> [What to work on]
Please render the lines from the one containing "[region] cloud" through the last line as a Markdown table with two columns, Index and Text, numbering each row and leaving out blank lines.

> [Data entries]
§

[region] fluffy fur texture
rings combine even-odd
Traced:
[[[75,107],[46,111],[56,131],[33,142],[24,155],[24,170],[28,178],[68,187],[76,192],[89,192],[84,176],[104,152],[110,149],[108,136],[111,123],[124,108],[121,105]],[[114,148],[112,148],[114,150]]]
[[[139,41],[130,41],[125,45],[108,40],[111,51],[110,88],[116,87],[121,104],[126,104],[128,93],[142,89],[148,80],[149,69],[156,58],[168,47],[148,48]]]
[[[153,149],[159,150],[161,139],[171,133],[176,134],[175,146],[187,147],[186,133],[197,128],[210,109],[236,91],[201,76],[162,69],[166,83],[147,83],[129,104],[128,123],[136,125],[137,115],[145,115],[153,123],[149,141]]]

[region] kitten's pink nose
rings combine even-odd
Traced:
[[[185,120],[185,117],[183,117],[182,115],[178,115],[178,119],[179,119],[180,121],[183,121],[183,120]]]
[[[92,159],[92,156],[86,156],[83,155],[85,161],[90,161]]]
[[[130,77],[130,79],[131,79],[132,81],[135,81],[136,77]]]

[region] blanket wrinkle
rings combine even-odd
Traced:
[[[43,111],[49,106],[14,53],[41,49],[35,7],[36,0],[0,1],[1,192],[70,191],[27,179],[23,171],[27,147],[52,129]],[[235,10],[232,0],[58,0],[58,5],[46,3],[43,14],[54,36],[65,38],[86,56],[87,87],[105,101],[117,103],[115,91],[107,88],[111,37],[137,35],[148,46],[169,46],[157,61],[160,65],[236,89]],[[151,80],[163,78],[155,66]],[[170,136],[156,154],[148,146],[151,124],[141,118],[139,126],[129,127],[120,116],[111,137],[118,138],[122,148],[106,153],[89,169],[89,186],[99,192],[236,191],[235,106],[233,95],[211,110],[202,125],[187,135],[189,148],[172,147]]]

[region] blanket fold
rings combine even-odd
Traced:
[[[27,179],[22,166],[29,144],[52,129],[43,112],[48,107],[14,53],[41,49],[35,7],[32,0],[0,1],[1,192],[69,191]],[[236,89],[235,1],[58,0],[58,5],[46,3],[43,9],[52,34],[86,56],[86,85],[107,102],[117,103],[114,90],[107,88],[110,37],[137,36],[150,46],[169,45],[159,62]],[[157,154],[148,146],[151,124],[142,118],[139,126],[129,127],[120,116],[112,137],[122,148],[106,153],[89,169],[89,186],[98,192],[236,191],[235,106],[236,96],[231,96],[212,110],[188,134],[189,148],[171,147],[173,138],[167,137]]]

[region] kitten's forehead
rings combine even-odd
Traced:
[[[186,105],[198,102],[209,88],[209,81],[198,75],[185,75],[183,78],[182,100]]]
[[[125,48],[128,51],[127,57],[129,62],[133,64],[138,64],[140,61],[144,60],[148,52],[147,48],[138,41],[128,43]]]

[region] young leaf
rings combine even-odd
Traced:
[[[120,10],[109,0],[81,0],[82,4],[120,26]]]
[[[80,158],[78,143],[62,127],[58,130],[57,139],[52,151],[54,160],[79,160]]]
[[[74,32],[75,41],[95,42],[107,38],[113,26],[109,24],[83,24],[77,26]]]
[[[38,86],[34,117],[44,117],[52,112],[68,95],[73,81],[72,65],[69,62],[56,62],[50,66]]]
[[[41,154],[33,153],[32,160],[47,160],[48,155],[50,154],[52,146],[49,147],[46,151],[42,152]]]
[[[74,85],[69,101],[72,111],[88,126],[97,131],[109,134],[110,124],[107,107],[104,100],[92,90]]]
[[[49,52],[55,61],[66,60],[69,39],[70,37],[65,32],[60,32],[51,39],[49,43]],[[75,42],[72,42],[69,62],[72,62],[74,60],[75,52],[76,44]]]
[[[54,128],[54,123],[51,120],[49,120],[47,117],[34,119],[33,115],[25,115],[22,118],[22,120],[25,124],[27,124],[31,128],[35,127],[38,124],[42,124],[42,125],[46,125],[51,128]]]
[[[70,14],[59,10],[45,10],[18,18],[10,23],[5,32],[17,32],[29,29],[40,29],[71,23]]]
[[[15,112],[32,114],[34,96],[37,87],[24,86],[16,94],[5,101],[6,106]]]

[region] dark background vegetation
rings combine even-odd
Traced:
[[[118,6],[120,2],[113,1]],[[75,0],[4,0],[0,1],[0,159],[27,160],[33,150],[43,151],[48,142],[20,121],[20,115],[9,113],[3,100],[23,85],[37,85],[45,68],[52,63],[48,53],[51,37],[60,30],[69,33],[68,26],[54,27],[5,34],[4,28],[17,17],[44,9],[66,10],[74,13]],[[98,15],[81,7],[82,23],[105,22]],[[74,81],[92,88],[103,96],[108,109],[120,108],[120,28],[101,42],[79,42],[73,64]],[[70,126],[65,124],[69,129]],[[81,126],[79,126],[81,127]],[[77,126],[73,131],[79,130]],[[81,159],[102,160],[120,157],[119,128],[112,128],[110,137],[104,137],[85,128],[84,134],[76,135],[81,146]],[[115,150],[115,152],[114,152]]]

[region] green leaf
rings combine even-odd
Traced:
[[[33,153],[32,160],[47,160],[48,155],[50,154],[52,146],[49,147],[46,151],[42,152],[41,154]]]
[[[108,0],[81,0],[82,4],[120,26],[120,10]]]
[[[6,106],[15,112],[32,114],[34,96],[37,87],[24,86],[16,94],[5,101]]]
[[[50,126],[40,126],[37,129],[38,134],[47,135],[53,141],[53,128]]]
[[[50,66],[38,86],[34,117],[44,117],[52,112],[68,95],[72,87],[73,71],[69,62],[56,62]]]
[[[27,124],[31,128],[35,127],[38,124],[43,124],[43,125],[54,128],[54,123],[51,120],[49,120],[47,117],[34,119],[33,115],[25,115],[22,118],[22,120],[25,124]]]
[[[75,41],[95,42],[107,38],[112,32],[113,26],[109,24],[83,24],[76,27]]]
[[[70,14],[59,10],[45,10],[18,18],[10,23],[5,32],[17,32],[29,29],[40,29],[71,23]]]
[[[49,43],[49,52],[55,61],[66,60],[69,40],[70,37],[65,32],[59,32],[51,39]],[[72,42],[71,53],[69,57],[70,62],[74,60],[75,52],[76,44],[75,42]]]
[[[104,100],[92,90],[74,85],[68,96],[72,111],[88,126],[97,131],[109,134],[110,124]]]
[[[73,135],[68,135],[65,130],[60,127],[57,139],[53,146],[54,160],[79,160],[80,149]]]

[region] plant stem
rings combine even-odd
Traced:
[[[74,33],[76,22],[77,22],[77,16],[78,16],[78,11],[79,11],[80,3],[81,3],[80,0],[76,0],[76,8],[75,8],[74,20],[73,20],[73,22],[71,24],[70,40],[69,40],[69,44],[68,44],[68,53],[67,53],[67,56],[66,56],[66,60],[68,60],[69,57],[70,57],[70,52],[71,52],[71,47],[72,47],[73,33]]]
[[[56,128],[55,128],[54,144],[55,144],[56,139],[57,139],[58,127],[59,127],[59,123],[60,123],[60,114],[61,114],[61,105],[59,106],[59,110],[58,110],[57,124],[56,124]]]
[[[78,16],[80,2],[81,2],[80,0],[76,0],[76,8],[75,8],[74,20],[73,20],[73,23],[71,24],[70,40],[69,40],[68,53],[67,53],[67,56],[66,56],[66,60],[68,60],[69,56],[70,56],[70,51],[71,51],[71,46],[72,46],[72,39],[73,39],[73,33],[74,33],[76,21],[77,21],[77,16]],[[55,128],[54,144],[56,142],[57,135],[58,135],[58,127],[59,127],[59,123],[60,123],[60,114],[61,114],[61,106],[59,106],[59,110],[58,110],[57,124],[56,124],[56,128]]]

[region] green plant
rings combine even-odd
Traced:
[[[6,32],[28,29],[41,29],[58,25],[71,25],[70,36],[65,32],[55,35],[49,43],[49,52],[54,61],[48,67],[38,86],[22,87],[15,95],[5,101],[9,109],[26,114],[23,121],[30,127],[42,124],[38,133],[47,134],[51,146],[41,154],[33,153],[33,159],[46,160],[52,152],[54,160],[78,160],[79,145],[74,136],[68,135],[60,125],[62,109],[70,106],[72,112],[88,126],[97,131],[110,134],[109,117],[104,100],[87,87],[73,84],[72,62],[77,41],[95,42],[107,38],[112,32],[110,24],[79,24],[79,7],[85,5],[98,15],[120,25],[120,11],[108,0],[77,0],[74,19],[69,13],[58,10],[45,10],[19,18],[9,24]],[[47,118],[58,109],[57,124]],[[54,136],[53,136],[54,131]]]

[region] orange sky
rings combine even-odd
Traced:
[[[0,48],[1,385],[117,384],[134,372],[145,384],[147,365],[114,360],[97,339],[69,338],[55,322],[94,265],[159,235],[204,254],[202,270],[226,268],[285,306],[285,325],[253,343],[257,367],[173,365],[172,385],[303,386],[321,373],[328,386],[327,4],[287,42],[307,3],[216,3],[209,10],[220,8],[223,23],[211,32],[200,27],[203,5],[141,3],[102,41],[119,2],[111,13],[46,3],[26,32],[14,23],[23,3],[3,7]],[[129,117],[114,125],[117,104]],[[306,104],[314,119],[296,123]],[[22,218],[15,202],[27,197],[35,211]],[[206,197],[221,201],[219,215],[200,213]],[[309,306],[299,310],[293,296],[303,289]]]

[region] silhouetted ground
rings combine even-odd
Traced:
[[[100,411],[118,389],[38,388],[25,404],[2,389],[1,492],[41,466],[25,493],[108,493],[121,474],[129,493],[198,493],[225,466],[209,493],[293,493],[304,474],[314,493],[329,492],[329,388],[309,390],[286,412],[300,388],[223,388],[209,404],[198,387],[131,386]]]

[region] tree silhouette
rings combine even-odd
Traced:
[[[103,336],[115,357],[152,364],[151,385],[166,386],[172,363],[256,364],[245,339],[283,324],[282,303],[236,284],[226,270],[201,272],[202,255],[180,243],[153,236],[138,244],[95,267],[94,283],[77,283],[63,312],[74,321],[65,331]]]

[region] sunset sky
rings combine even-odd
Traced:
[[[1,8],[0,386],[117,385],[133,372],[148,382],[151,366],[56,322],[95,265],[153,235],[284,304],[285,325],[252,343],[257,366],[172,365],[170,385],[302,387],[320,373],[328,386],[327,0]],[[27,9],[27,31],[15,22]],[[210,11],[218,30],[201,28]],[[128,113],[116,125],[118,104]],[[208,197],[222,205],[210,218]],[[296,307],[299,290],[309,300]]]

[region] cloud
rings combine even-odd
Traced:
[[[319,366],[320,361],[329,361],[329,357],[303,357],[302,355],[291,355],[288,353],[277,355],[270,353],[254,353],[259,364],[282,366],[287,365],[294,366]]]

§

> [Response to this task]
| Index | Text |
|---|---|
| 1 | [region] cloud |
| 2 | rings combine even-odd |
| 3 | Traced: |
| 4 | [[[319,366],[320,361],[329,361],[329,357],[303,357],[302,355],[291,355],[288,353],[277,355],[270,353],[254,353],[259,364],[282,366],[287,365],[294,366]]] |